* start Extracted material *

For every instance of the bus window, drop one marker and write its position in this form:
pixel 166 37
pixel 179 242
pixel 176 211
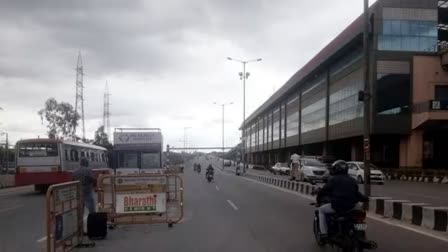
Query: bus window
pixel 38 150
pixel 128 160
pixel 151 160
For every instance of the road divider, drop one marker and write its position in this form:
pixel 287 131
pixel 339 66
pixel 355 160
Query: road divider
pixel 418 214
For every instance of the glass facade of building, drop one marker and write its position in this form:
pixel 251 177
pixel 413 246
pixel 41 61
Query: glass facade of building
pixel 344 104
pixel 292 118
pixel 408 30
pixel 276 126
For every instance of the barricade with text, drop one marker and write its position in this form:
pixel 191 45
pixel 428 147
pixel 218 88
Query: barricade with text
pixel 141 199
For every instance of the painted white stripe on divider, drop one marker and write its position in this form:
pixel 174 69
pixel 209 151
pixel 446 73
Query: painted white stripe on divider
pixel 232 205
pixel 42 239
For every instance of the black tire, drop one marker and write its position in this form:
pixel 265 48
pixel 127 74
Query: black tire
pixel 360 180
pixel 317 233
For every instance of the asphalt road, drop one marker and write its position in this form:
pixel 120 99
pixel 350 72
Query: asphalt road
pixel 418 192
pixel 235 214
pixel 230 214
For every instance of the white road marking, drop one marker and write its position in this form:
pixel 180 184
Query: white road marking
pixel 232 205
pixel 42 239
pixel 426 232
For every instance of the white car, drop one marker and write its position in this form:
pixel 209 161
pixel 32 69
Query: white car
pixel 312 170
pixel 281 168
pixel 356 171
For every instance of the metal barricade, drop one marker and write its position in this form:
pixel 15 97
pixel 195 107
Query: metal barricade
pixel 141 199
pixel 64 216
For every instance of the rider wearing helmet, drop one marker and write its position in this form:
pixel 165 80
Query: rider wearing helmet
pixel 342 192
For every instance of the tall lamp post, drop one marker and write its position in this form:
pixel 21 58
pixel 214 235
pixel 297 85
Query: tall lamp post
pixel 223 106
pixel 243 76
pixel 7 149
pixel 365 97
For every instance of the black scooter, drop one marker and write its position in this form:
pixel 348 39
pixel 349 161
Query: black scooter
pixel 346 231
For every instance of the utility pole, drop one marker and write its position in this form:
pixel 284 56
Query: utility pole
pixel 244 76
pixel 223 146
pixel 79 103
pixel 106 112
pixel 366 98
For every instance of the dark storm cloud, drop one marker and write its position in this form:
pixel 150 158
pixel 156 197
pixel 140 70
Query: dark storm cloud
pixel 166 59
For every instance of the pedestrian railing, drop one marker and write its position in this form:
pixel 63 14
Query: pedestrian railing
pixel 141 199
pixel 64 216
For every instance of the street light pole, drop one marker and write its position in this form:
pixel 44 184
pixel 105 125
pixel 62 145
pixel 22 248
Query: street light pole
pixel 244 76
pixel 223 146
pixel 366 99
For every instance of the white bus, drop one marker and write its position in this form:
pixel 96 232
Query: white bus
pixel 43 162
pixel 138 150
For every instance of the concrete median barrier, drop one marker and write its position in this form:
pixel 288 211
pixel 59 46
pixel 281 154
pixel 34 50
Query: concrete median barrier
pixel 418 214
pixel 7 181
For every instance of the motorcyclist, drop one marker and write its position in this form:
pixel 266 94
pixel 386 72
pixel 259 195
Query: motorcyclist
pixel 210 170
pixel 341 191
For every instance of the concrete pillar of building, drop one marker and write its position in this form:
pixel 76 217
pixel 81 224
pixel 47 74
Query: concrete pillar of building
pixel 411 149
pixel 354 152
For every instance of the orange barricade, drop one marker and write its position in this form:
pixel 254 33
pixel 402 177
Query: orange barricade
pixel 64 216
pixel 141 199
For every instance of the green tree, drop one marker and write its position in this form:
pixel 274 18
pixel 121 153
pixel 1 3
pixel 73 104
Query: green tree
pixel 61 119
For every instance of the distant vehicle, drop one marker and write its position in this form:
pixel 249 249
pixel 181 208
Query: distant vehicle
pixel 43 162
pixel 281 169
pixel 356 171
pixel 138 150
pixel 313 170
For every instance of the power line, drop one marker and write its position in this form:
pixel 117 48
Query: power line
pixel 106 111
pixel 79 103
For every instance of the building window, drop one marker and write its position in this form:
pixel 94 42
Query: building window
pixel 344 104
pixel 408 35
pixel 441 93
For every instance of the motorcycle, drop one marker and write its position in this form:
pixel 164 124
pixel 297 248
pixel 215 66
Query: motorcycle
pixel 345 230
pixel 209 176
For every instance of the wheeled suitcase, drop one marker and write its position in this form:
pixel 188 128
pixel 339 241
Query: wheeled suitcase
pixel 97 226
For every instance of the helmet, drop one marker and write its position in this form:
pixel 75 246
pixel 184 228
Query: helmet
pixel 84 162
pixel 339 167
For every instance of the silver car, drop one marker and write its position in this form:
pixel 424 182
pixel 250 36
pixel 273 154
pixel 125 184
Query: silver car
pixel 312 170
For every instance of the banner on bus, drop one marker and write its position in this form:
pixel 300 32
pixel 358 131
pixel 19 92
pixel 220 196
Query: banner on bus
pixel 140 203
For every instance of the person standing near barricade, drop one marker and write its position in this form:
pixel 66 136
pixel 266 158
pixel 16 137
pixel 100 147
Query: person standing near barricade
pixel 87 179
pixel 295 159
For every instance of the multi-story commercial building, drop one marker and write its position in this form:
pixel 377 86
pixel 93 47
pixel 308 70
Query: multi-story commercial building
pixel 317 112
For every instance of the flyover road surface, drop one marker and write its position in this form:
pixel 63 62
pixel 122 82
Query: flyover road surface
pixel 230 214
pixel 236 214
pixel 418 192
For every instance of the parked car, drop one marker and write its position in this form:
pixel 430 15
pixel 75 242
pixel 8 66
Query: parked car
pixel 356 171
pixel 281 168
pixel 313 170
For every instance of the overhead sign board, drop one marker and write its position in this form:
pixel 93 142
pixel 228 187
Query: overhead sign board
pixel 137 137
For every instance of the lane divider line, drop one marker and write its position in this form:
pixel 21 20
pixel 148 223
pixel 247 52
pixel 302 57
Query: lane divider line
pixel 232 205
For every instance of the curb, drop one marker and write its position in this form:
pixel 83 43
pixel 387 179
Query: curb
pixel 418 214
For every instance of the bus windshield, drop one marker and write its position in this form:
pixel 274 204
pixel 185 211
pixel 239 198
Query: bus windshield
pixel 38 150
pixel 151 160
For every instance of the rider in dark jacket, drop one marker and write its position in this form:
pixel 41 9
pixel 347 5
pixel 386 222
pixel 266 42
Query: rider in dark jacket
pixel 342 192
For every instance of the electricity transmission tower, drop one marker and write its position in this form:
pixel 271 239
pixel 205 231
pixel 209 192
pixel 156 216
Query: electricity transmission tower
pixel 106 113
pixel 79 104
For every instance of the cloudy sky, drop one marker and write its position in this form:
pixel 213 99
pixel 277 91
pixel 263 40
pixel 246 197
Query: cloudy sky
pixel 165 61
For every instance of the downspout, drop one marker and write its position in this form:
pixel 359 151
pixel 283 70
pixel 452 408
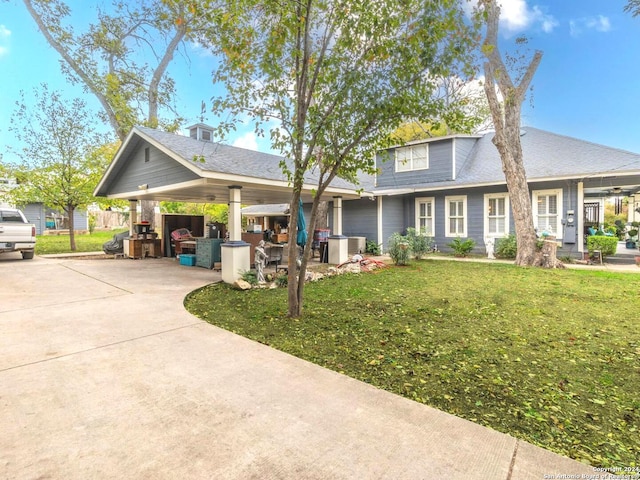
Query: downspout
pixel 580 205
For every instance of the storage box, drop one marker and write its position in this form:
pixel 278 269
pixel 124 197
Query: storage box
pixel 187 259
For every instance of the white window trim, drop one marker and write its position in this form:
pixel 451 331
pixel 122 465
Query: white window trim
pixel 507 210
pixel 433 214
pixel 534 208
pixel 456 198
pixel 411 168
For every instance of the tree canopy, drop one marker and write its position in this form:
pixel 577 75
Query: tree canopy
pixel 61 153
pixel 122 58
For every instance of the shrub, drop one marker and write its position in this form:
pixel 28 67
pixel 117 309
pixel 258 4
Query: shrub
pixel 400 249
pixel 372 248
pixel 506 247
pixel 462 248
pixel 606 245
pixel 282 280
pixel 420 244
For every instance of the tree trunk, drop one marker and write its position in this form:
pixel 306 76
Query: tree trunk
pixel 294 293
pixel 507 141
pixel 322 218
pixel 72 234
pixel 506 119
pixel 548 254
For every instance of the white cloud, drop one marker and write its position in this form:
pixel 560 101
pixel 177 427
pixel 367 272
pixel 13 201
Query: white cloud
pixel 517 16
pixel 248 141
pixel 599 23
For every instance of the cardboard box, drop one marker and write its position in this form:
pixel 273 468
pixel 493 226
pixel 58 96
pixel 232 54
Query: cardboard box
pixel 187 259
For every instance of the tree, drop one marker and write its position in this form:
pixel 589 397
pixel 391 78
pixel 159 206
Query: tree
pixel 338 77
pixel 60 165
pixel 506 120
pixel 123 58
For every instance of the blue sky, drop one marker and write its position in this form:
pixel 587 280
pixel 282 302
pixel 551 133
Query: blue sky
pixel 586 86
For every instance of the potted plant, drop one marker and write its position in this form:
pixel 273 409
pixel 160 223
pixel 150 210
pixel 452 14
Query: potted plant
pixel 633 237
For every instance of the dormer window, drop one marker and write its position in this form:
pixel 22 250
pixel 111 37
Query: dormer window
pixel 415 157
pixel 201 132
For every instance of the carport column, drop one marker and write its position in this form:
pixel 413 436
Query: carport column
pixel 133 216
pixel 580 216
pixel 338 243
pixel 235 252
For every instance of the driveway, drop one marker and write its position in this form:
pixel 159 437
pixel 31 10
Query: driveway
pixel 103 374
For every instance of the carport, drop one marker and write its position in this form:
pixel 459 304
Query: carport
pixel 161 166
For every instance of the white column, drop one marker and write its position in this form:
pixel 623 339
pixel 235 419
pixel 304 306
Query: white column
pixel 235 216
pixel 337 215
pixel 235 253
pixel 580 219
pixel 133 215
pixel 338 243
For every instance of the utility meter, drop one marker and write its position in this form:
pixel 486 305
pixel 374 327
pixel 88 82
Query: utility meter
pixel 570 227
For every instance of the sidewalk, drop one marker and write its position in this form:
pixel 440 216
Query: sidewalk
pixel 103 374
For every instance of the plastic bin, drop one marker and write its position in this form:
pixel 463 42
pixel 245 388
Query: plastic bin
pixel 187 260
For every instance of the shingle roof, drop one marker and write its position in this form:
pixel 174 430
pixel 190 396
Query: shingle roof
pixel 546 155
pixel 222 158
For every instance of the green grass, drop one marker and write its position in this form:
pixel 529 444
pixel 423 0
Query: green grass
pixel 548 356
pixel 52 244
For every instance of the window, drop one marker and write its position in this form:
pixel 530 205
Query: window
pixel 496 221
pixel 456 214
pixel 547 205
pixel 425 215
pixel 412 158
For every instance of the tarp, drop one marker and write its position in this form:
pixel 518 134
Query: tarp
pixel 301 237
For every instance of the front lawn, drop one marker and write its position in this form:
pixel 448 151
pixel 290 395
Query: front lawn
pixel 551 357
pixel 89 242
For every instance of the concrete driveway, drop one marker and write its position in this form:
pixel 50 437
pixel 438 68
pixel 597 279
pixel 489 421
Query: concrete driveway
pixel 103 374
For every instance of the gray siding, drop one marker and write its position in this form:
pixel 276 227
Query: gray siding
pixel 160 170
pixel 475 212
pixel 36 215
pixel 393 218
pixel 440 167
pixel 463 148
pixel 359 219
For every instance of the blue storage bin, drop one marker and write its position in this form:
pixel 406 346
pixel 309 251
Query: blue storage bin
pixel 187 259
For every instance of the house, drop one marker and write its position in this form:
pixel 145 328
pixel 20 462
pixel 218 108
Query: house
pixel 448 187
pixel 42 217
pixel 454 187
pixel 155 165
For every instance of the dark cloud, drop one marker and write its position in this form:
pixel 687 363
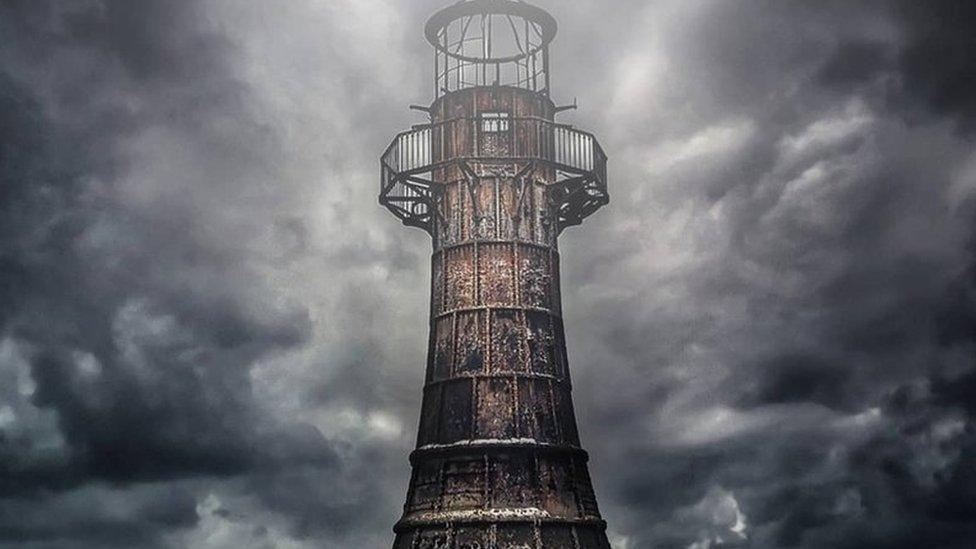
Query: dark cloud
pixel 208 328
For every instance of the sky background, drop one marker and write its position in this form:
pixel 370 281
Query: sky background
pixel 212 336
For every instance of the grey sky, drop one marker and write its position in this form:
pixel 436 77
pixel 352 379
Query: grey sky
pixel 211 335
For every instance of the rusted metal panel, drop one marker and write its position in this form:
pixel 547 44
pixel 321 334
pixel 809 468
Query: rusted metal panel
pixel 508 349
pixel 469 351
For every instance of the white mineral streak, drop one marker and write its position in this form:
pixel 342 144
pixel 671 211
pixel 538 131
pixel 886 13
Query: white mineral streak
pixel 465 515
pixel 485 442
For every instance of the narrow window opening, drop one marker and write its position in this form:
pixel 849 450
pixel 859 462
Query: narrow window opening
pixel 494 122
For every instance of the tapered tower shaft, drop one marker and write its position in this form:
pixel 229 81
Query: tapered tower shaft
pixel 494 180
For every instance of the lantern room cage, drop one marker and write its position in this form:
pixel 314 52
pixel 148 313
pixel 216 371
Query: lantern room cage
pixel 491 43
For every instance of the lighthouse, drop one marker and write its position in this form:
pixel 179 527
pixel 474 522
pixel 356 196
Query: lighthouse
pixel 494 180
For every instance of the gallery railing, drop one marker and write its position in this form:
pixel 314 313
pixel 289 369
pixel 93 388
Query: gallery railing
pixel 578 163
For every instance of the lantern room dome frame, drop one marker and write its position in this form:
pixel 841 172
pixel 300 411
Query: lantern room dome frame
pixel 491 43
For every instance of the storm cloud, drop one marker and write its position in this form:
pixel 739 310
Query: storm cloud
pixel 212 336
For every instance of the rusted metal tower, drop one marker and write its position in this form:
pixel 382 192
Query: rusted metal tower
pixel 494 180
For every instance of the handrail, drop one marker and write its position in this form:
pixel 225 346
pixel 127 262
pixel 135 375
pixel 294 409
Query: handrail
pixel 407 182
pixel 427 146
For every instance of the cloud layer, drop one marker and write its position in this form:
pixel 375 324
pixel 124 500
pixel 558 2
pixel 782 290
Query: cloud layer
pixel 212 336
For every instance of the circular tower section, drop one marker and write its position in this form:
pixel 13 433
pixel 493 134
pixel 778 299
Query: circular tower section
pixel 494 180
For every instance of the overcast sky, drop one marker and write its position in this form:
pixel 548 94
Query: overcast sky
pixel 212 336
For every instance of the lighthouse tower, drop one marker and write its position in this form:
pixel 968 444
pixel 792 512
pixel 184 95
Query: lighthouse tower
pixel 494 180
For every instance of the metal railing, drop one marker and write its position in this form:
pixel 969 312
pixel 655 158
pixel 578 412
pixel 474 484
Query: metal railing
pixel 425 147
pixel 408 164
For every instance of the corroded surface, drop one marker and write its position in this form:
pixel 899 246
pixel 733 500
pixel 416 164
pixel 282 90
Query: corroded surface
pixel 498 461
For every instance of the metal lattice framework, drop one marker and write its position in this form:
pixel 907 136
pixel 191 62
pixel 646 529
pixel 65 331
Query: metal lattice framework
pixel 491 43
pixel 408 190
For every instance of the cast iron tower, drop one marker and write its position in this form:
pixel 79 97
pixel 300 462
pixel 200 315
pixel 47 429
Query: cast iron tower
pixel 494 180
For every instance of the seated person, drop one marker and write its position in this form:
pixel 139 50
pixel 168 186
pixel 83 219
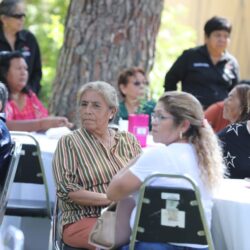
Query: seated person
pixel 235 138
pixel 132 84
pixel 24 111
pixel 189 147
pixel 85 161
pixel 214 115
pixel 5 140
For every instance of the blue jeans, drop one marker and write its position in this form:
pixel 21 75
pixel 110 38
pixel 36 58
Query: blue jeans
pixel 158 246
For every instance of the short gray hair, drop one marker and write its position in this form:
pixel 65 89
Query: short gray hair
pixel 3 95
pixel 106 90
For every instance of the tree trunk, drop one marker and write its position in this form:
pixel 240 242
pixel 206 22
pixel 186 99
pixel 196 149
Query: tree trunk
pixel 102 37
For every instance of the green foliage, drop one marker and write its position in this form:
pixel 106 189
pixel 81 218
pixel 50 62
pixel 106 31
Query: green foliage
pixel 173 37
pixel 46 20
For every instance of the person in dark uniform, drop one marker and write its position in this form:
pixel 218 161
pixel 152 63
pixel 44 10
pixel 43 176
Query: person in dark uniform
pixel 208 72
pixel 14 37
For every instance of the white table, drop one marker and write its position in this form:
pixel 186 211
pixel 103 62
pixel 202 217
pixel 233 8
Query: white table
pixel 36 230
pixel 231 216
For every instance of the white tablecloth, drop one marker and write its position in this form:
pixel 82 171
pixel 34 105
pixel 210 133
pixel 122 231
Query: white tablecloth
pixel 47 146
pixel 231 216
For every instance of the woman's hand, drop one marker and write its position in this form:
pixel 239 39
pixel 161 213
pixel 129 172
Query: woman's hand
pixel 88 198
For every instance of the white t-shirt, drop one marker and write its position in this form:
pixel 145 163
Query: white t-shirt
pixel 177 158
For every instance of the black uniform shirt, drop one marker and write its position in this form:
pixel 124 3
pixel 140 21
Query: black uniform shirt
pixel 27 44
pixel 199 76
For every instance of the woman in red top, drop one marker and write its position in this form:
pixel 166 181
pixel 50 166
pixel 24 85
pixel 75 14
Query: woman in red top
pixel 24 111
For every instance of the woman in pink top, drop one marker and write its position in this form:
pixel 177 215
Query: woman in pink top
pixel 24 111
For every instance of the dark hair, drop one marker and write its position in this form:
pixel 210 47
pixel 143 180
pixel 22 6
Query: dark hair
pixel 5 60
pixel 125 74
pixel 7 7
pixel 217 23
pixel 3 95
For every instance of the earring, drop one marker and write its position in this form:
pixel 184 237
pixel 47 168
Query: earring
pixel 180 135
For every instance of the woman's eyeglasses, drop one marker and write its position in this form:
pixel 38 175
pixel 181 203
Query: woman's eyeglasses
pixel 17 15
pixel 137 83
pixel 159 117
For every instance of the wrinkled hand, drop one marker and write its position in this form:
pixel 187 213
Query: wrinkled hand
pixel 55 122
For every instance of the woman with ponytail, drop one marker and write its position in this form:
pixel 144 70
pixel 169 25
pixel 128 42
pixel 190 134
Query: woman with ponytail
pixel 189 146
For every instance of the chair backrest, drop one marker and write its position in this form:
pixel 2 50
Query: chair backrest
pixel 170 214
pixel 7 177
pixel 13 238
pixel 30 170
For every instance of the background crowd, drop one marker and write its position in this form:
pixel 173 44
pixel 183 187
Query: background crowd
pixel 96 164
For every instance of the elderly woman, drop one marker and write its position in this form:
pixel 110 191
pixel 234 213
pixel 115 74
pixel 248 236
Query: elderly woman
pixel 235 138
pixel 14 37
pixel 133 84
pixel 24 111
pixel 86 160
pixel 189 147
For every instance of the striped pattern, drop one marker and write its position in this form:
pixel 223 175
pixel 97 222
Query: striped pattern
pixel 81 161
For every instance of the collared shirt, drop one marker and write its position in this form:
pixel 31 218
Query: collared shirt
pixel 27 44
pixel 82 162
pixel 209 83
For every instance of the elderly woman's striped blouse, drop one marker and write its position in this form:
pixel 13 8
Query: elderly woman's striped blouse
pixel 81 161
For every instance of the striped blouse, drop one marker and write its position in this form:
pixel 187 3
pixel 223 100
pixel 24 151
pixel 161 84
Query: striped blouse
pixel 81 161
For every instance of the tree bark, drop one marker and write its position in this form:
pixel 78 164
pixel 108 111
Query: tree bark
pixel 102 37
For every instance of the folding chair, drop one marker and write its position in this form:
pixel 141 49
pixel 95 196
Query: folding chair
pixel 170 214
pixel 30 170
pixel 7 177
pixel 57 241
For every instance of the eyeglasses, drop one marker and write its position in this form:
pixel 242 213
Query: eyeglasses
pixel 17 15
pixel 137 83
pixel 159 117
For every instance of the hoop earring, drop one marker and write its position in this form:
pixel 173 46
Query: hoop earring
pixel 180 135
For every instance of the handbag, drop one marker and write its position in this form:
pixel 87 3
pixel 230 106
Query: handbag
pixel 112 228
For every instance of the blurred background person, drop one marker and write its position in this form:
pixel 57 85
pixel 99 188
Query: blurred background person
pixel 5 140
pixel 209 71
pixel 85 161
pixel 214 113
pixel 24 111
pixel 235 138
pixel 14 37
pixel 133 87
pixel 189 146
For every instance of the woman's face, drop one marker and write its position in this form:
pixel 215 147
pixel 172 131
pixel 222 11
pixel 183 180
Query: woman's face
pixel 164 129
pixel 218 41
pixel 17 75
pixel 15 22
pixel 232 107
pixel 136 87
pixel 95 112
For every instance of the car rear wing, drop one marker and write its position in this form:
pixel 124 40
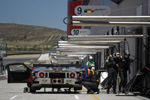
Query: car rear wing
pixel 57 65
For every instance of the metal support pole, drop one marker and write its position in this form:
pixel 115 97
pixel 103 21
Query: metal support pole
pixel 144 44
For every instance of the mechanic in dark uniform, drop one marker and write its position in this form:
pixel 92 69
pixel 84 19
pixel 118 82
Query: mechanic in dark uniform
pixel 112 74
pixel 91 81
pixel 126 63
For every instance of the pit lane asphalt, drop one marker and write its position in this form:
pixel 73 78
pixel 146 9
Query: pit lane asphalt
pixel 15 92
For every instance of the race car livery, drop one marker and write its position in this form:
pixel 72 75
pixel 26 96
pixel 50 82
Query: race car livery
pixel 38 76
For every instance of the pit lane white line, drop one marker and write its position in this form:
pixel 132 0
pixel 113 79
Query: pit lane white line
pixel 13 97
pixel 76 97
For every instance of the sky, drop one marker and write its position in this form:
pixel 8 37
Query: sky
pixel 48 13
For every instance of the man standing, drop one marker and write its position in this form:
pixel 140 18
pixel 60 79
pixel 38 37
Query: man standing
pixel 112 75
pixel 1 64
pixel 90 63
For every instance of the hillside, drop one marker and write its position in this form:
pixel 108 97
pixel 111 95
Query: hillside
pixel 28 37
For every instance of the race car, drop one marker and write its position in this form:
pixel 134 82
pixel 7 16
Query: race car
pixel 40 76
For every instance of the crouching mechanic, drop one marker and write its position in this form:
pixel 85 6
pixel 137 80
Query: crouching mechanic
pixel 91 82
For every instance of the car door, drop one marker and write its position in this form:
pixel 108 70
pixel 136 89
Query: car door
pixel 18 72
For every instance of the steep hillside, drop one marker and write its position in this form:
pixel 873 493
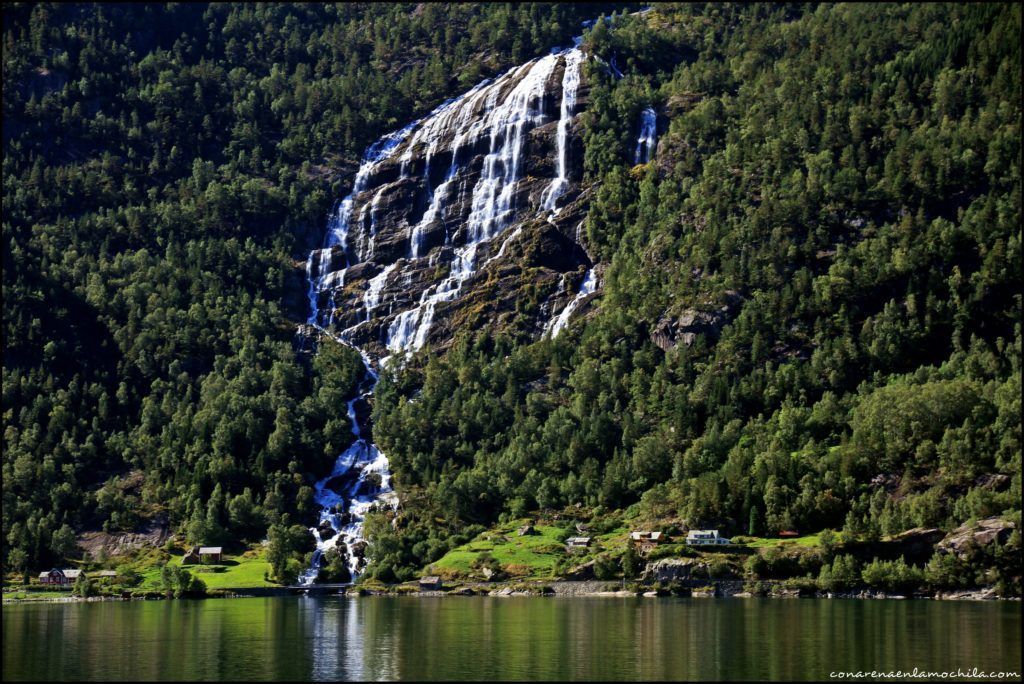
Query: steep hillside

* end Extracted material *

**Written task**
Revise the stretch of data from the line containing "For every instance of the mechanic" through the line containing "pixel 91 82" so that "pit lane" reads "pit road" wherever it occurs, leaving all else unchanged. Return only those lines.

**Solution to this problem**
For every instance of the mechanic in dark uniform, drop one marker and write its position in this form:
pixel 92 69
pixel 84 19
pixel 118 82
Query: mechanic in dark uniform
pixel 112 74
pixel 91 81
pixel 126 63
For every instance of the pit road asphalt, drop one marker and write its position in this form:
pixel 73 78
pixel 146 9
Query: pit road asphalt
pixel 15 92
For every instance of the race car livery, drop one marker and write its position in this form:
pixel 72 75
pixel 26 96
pixel 50 82
Query: race car livery
pixel 38 76
For every instance of the pit road white line, drop one marker and write its position in this form:
pixel 132 0
pixel 113 79
Query: pit road white line
pixel 13 97
pixel 76 97
For every instance of the sky, drop one marker and write its position in this form:
pixel 8 37
Query: sky
pixel 48 13
For every instance of the man standing, drop one marker and write its position in this form:
pixel 140 18
pixel 60 79
pixel 38 37
Query: man standing
pixel 112 75
pixel 1 64
pixel 90 63
For every instance of the hillside, drop one marker and write its position in this form:
pixel 108 97
pixel 111 95
Query: hillside
pixel 28 37
For every instance of the race car, drop one marker and write its position in this form:
pixel 134 82
pixel 7 16
Query: race car
pixel 40 76
For every instance of the crouching mechanic, drop one marker and write its position in this form:
pixel 85 6
pixel 137 80
Query: crouching mechanic
pixel 91 82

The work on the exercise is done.